Given data:
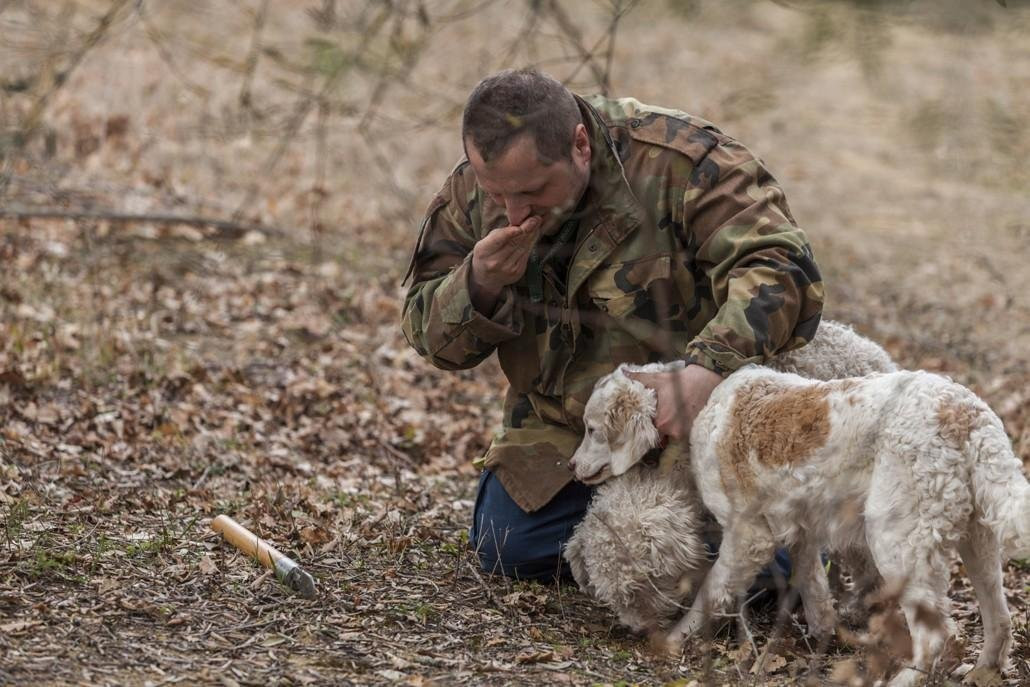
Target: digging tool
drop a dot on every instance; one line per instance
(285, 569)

--

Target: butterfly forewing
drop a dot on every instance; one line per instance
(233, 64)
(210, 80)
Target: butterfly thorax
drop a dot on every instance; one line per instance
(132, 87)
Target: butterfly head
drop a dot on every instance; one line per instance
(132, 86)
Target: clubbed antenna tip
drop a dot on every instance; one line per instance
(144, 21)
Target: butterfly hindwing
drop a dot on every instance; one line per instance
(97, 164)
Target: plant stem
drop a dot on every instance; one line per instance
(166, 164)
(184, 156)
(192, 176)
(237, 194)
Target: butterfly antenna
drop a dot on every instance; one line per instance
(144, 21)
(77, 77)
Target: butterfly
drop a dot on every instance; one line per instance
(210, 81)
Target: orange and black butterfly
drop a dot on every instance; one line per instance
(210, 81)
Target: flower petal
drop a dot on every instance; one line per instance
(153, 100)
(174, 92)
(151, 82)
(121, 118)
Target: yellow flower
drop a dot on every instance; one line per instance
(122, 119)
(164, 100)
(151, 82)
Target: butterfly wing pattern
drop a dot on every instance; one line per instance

Exercise directions: Show all lines above holding the word "flower".

Exercise response:
Target: flower petal
Target: yellow flower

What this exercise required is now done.